- **Source**

▼

MAY
18
2005
Incredible Values

You may recall, from last November, the media talking about "values," which is the politically correct word for "Christian." Political correctness, by the way, is just another invention of the market in that political operative have become brand managers–they've carefully chosen the word "values" to mean something very specific. And yet, the word "values" is so broadly common as to make the claim to the word rather audacious.

There's a culture war (some might say 'culture wars') going on at all economic levels and in all corners of the country. It is a battle, literally, for the heart and soul of America, and everybody knows it. Perhaps you think I'm being dramatic, but consider what builds and sustains a nation–any nation. A shared history is one thing, but there are several other pillars involved; namely, a shared culture.

▲

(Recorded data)
▼

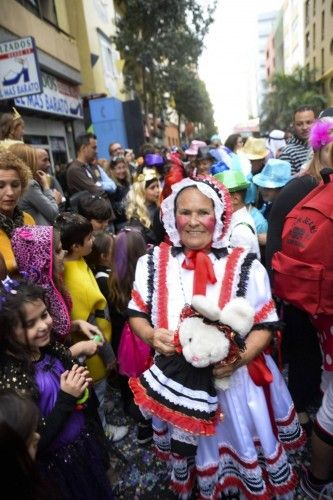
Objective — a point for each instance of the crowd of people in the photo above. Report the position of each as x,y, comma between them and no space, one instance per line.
101,267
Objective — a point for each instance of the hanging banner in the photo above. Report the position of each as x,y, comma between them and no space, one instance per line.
19,69
58,97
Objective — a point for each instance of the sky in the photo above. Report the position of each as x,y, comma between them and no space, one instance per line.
227,64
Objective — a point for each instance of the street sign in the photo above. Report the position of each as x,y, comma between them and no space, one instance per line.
19,69
58,97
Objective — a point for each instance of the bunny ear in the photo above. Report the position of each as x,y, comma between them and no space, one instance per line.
204,307
239,315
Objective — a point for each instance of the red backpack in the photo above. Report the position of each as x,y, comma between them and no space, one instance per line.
303,269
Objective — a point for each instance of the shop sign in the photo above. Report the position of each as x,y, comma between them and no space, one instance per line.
58,97
19,69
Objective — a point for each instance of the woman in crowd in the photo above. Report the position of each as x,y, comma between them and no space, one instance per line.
14,179
143,202
234,142
247,455
39,200
11,129
300,343
118,171
129,245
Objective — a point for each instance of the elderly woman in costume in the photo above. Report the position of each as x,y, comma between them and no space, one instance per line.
14,180
11,129
247,454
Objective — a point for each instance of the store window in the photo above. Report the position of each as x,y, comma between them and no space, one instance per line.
45,9
109,60
36,140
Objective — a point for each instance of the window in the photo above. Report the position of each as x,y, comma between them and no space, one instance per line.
314,36
307,44
307,9
109,59
45,9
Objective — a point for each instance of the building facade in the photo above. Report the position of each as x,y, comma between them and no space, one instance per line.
318,23
293,34
265,23
53,117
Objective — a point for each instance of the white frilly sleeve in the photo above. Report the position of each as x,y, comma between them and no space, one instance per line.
259,294
139,297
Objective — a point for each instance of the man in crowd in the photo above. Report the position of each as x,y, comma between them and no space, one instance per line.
297,151
44,164
116,149
81,175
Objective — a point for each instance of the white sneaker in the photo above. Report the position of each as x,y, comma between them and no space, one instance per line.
115,432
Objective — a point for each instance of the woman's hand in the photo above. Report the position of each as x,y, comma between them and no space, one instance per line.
89,330
159,338
75,381
256,342
163,342
85,348
57,196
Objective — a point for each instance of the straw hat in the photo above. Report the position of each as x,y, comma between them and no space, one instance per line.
275,174
234,180
255,149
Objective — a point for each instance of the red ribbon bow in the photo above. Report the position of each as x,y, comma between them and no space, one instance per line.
199,261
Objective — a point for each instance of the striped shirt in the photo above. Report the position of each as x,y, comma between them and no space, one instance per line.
297,152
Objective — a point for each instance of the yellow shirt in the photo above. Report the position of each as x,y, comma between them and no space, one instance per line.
6,246
87,298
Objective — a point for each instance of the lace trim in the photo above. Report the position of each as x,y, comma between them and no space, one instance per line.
150,283
186,423
139,301
162,289
244,274
264,312
229,276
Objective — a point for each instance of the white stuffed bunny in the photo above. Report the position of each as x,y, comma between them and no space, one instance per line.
205,343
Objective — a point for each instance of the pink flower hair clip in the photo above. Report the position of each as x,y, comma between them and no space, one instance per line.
321,134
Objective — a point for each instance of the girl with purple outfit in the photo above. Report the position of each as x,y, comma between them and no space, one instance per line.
72,453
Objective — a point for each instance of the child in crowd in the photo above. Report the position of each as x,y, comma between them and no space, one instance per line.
129,245
100,259
242,227
119,172
72,452
97,210
40,258
88,302
19,417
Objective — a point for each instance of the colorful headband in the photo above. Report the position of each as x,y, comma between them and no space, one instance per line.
16,115
152,159
146,175
8,286
321,134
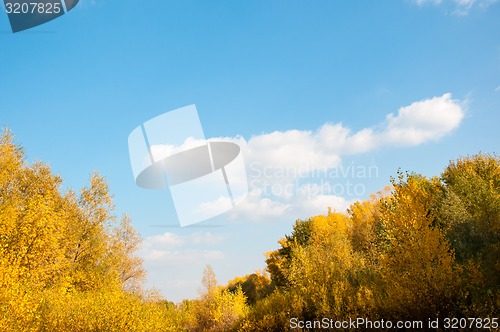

▲

Copy out the blog post about "values" and the culture war word for word, from the date at the top to the final sentence.

MAY
18
2005
Incredible Values

You may recall, from last November, the media talking about "values," which is the politically correct word for "Christian." Political correctness, by the way, is just another invention of the market in that political operative have become brand managers–they've carefully chosen the word "values" to mean something very specific. And yet, the word "values" is so broadly common as to make the claim to the word rather audacious.

There's a culture war (some might say 'culture wars') going on at all economic levels and in all corners of the country. It is a battle, literally, for the heart and soul of America, and everybody knows it. Perhaps you think I'm being dramatic, but consider what builds and sustains a nation–any nation. A shared history is one thing, but there are several other pillars involved; namely, a shared culture.